◆ Exercise prompt ◆
The answer is to be an exact copy of the lines below running from the line with "Example invocation — query: woman's shoulder" down to the line with "Example invocation — query: woman's eyebrow", both ends included, and nothing more.

**** Supplied entries

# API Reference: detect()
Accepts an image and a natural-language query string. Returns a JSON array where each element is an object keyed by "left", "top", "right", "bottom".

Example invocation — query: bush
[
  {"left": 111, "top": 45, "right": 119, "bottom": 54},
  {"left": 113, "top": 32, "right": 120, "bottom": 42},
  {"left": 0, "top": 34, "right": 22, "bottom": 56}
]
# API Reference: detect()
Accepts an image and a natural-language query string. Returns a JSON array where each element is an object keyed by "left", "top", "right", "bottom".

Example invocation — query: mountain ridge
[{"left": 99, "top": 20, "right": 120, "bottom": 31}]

********
**** Supplied entries

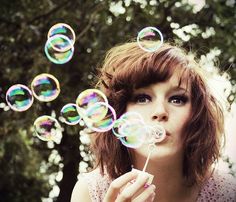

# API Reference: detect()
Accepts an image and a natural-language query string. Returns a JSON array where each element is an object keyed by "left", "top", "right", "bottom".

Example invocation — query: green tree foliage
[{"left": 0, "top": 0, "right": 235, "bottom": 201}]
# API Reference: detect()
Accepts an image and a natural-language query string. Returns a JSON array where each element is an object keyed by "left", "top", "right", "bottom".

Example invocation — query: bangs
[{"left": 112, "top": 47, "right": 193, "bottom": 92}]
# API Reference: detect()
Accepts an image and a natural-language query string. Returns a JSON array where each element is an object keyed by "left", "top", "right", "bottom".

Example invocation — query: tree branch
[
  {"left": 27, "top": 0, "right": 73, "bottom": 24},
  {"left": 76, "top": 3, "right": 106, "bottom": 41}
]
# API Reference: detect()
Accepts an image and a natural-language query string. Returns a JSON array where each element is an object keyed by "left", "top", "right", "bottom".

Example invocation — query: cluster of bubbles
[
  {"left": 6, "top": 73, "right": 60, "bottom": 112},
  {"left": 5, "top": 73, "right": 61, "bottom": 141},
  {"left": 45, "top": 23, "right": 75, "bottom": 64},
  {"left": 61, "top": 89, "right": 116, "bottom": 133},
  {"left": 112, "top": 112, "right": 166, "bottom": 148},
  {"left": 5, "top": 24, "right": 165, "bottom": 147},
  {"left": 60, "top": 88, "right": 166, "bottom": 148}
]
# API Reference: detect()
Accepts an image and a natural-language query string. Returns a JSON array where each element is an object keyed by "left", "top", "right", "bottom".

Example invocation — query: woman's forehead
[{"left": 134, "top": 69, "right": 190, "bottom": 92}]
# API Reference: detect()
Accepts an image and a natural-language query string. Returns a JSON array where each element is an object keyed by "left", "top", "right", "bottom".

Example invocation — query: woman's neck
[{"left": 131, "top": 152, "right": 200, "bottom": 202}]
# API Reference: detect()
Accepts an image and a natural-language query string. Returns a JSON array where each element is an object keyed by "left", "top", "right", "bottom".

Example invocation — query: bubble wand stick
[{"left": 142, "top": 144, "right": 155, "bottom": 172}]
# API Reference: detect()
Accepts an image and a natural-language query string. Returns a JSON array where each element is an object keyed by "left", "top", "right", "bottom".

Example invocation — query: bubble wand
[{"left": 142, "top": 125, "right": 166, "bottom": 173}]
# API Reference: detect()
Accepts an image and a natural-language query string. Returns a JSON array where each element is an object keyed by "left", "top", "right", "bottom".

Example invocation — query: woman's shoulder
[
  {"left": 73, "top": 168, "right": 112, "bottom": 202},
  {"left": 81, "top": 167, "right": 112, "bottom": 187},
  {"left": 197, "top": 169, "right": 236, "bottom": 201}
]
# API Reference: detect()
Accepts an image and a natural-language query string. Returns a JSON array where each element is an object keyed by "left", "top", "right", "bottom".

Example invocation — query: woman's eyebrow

********

◆ Solution ◆
Example invocation — query: woman's shoulder
[
  {"left": 73, "top": 168, "right": 112, "bottom": 202},
  {"left": 81, "top": 167, "right": 112, "bottom": 187},
  {"left": 197, "top": 169, "right": 236, "bottom": 201}
]
# API Reference: detect()
Accepts an image and a natural-language query string. Returns a JSON array where each element is an object keyed by "left", "top", "right", "bottom".

Example invocation — query: woman's eyebrow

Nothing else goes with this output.